The exercise ->
Check each statement against the thread about mushrooms in bottles and answer yes or no, quoting the words of the text that decide it: (a) The grass is made of hand-painted dried moss. (b) Each bottle is 3 cm wide. (c) The pendants are the hobby of the person who started the thread.

Text extract ->
# mushrooms in bottles...!



## biothanasis (Oct 10, 2012)

Well it is not my hobby, but my gf's and I would like to share it with you! She makes jewlery from time to time, but this time she created something miniature and nature-like to use as a pendant...! I hope you like them! Oh, and I think it is evident she likes mushrooms...hehehe 

(materials: bottles with cork leads (3cm height-2cm width), glue, mushrooms=> hand painted clay, grass=> hand painted dried moss...)


----------



## eggshells (Oct 10, 2012)

These are great.

I like these Super Mario Mushrooms.


----------



## nikv (Oct 10, 2012)

They're all very cute!


----------



## cnycharles (Oct 10, 2012)

nice! though probably not very tasty


----------



## SlipperFan (Oct 10, 2012)

Cute! She has quite a talent!


----------



## likespaphs (Oct 10, 2012)

cool!


----------



## JeanLux (Oct 11, 2012)

Wow, Bravo Sofia!!!! I like those mini art-works a lot !!!! :clap: 

Jean


----------



## abax (Oct 11, 2012)

Data segment ->
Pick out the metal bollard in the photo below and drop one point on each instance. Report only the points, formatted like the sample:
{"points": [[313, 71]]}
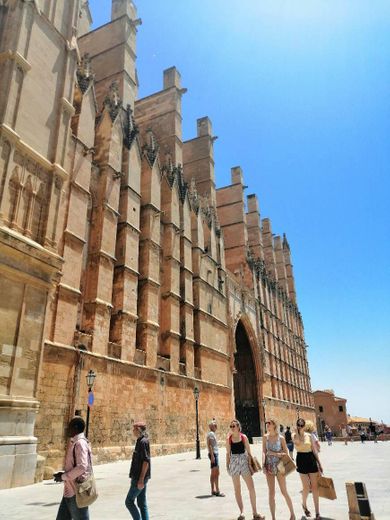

The answer ->
(a) Yes: "grass=> hand painted dried moss"
(b) No: "(3cm height-2cm width)"
(c) No: "Well it is not my hobby, but my gf's"